[Material provided start]

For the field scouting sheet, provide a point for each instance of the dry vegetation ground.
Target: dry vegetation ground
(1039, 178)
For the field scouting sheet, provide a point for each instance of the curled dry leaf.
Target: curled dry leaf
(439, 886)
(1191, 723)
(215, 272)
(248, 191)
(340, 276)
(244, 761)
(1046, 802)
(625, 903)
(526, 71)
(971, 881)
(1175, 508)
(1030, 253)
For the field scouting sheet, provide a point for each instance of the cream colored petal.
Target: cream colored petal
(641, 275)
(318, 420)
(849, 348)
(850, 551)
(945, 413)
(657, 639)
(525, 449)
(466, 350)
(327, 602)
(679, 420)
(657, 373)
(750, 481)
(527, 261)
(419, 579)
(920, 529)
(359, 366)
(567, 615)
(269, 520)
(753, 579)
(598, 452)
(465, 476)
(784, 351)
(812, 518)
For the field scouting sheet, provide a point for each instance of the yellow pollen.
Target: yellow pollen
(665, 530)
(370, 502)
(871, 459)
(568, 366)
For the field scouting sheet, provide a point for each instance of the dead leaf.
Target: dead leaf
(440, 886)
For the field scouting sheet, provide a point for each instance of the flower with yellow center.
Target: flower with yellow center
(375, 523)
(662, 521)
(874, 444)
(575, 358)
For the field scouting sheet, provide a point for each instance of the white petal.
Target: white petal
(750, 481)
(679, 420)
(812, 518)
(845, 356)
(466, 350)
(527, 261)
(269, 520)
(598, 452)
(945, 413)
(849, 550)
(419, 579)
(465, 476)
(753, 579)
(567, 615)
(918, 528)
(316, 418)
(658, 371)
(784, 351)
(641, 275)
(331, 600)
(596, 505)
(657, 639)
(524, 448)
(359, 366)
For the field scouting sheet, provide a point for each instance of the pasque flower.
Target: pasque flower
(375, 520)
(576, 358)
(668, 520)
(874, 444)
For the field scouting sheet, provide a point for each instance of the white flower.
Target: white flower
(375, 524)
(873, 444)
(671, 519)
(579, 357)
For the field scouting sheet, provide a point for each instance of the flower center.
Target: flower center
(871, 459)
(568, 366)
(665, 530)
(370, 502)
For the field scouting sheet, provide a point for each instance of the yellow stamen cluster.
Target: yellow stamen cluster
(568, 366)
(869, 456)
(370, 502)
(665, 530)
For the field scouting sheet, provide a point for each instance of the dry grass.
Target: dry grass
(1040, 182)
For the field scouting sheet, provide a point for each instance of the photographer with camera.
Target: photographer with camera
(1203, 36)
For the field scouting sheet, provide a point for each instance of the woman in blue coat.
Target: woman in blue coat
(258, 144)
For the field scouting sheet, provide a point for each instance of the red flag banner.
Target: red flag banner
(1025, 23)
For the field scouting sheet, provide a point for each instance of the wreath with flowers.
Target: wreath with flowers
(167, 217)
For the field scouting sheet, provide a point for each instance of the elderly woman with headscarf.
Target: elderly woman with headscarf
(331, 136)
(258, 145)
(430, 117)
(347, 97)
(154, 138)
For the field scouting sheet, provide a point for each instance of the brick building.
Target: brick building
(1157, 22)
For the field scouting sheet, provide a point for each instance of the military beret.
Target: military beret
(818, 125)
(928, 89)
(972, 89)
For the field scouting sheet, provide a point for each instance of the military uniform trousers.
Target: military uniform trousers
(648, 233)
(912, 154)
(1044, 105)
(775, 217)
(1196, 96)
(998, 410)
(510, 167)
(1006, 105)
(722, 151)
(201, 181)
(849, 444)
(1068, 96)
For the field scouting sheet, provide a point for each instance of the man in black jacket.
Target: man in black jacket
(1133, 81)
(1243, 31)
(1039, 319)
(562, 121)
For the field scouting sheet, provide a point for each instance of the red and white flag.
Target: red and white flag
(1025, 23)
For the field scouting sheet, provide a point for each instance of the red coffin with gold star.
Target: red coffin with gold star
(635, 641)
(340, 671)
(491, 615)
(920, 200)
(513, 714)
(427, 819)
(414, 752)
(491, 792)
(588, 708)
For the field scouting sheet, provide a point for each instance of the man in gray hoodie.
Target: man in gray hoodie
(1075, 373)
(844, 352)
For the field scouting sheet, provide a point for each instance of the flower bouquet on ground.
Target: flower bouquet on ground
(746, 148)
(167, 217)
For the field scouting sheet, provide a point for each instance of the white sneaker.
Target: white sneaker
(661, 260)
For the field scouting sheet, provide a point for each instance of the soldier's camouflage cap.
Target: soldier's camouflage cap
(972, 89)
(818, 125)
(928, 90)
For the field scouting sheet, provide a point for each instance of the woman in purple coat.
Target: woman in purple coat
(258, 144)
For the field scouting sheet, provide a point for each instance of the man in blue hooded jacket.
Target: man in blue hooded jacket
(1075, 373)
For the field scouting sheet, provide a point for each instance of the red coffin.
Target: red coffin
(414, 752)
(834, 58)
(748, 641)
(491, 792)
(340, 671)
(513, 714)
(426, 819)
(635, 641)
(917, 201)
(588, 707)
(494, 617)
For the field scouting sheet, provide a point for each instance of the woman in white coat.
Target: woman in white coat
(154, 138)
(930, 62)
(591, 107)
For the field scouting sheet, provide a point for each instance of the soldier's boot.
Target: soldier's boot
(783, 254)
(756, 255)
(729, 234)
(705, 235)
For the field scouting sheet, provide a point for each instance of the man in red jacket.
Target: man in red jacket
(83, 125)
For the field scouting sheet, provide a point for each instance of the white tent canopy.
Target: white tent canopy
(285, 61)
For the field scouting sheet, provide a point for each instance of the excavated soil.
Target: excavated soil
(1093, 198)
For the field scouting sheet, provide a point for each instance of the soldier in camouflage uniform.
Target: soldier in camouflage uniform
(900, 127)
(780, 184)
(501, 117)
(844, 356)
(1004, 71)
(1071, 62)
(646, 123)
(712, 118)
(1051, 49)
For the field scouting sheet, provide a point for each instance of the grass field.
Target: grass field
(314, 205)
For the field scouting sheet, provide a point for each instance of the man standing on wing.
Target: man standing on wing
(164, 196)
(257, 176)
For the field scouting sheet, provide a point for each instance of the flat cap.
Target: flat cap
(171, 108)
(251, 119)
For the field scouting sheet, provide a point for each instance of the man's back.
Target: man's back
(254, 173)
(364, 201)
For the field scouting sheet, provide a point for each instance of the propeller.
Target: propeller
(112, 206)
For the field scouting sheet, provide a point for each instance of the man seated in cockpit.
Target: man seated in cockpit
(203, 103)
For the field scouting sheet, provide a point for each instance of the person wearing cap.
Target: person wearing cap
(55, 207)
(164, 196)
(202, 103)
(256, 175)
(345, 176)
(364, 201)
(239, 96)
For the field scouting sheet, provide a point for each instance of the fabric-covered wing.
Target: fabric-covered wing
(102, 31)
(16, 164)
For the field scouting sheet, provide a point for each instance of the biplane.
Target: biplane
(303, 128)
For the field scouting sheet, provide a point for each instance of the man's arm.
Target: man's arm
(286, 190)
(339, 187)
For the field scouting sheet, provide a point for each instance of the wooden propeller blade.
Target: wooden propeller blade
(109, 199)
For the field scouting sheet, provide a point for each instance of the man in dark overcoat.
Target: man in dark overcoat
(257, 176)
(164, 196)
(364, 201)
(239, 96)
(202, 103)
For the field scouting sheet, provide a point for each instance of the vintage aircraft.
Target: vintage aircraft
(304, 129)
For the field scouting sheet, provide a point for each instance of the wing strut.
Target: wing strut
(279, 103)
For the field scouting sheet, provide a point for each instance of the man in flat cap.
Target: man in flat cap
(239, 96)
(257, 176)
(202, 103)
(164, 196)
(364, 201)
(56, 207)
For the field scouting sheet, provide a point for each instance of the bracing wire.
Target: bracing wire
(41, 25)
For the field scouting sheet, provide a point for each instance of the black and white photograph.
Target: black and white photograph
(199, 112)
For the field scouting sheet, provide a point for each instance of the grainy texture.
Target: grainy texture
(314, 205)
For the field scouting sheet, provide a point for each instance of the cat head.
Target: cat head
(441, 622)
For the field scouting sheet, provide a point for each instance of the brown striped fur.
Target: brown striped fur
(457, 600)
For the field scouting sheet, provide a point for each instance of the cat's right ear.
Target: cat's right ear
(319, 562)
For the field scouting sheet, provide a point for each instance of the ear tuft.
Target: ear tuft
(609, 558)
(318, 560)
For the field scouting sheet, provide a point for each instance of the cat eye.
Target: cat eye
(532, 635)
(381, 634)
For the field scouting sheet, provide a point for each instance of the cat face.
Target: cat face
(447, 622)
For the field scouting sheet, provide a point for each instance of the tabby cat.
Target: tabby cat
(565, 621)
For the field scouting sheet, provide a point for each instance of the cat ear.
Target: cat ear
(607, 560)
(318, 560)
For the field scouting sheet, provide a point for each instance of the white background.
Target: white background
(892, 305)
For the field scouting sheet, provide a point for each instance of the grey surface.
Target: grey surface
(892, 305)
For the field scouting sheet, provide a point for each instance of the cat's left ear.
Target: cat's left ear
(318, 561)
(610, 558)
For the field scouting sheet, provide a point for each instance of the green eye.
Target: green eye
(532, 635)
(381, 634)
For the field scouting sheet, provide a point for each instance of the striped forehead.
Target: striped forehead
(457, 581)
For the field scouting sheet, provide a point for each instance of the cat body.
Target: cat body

[Material provided end]

Give the stretch from the start of the items above through the line containing "(1039, 178)" as a JSON list of strings, one string per line, leaving out any blank lines.

[
  "For the field scouting sheet, provide a point for each instance of the dry vegetation ground.",
  "Target: dry vegetation ground",
  "(1039, 178)"
]